◆ Data supplied
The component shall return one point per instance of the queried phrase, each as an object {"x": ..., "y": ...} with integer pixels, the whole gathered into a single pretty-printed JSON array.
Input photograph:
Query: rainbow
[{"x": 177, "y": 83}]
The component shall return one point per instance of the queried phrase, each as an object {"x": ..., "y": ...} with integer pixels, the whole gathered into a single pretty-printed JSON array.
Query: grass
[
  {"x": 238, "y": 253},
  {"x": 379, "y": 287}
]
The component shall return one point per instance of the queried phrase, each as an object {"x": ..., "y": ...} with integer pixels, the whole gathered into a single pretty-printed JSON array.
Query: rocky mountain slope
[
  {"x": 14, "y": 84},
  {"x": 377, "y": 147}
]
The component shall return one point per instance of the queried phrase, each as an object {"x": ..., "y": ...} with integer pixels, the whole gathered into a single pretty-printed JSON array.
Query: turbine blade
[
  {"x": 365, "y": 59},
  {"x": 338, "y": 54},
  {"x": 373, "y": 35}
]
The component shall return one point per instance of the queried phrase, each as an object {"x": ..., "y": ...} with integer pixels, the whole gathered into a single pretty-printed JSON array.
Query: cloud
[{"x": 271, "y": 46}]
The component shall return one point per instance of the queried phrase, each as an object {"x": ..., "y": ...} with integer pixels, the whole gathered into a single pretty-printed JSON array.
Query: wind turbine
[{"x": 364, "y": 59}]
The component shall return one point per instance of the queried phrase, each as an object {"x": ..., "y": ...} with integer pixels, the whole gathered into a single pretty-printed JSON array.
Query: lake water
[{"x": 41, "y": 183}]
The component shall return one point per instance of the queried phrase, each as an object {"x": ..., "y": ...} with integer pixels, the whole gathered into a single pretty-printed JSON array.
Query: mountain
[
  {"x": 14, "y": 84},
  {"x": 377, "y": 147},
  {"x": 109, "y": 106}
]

◆ What is asked
Reproduce each entry word for word.

◆ Completed exercise
The component shall return one point per instance of the queried phrase, each as an object {"x": ..., "y": ...} with integer pixels, the whole gathered into a single pretty-printed JSON array.
Input photograph:
Query: rainbow
[{"x": 177, "y": 83}]
The component shall return one point per instance of the queried phrase, each as an object {"x": ..., "y": ...} with integer pixels, the whole gathered into a single pretty-printed JSON array.
Query: grass
[
  {"x": 238, "y": 253},
  {"x": 379, "y": 287}
]
The component shall return one point per instance of the queried phrase, each as an object {"x": ..., "y": ...} with integer pixels, the whole gathered into a single pretty-printed JSON array.
Query: rocky mountain slope
[
  {"x": 14, "y": 84},
  {"x": 377, "y": 147}
]
The component shall return one point per instance of the queried phrase, each as an object {"x": ..., "y": ...} with integer pixels, the whole gathered into a single pretty-printed JSON array.
Query: turbine blade
[
  {"x": 365, "y": 59},
  {"x": 338, "y": 54},
  {"x": 373, "y": 35}
]
The component shall return one point per instance of the queried phrase, each as an object {"x": ..., "y": ...} with integer pixels, the whole gathered into a single pretty-printed JSON array.
Query: cloud
[{"x": 271, "y": 46}]
The component shall return one point per instance of the queried phrase, each as an object {"x": ..., "y": ...} with integer pixels, the whole gathered into a single pretty-printed JSON array.
Query: wind turbine
[{"x": 364, "y": 59}]
The component shall return one point per instance of the queried phrase, each as an object {"x": ..., "y": ...} with integer pixels, the whole gathered into a single pretty-printed JSON array.
Query: lake water
[{"x": 41, "y": 183}]
The component shall return one point per instance of the queried phrase, each as an object {"x": ..., "y": ...} with integer pixels, the whole gathered into a single pretty-printed JSON array.
Query: mountain
[
  {"x": 14, "y": 84},
  {"x": 377, "y": 147},
  {"x": 109, "y": 106}
]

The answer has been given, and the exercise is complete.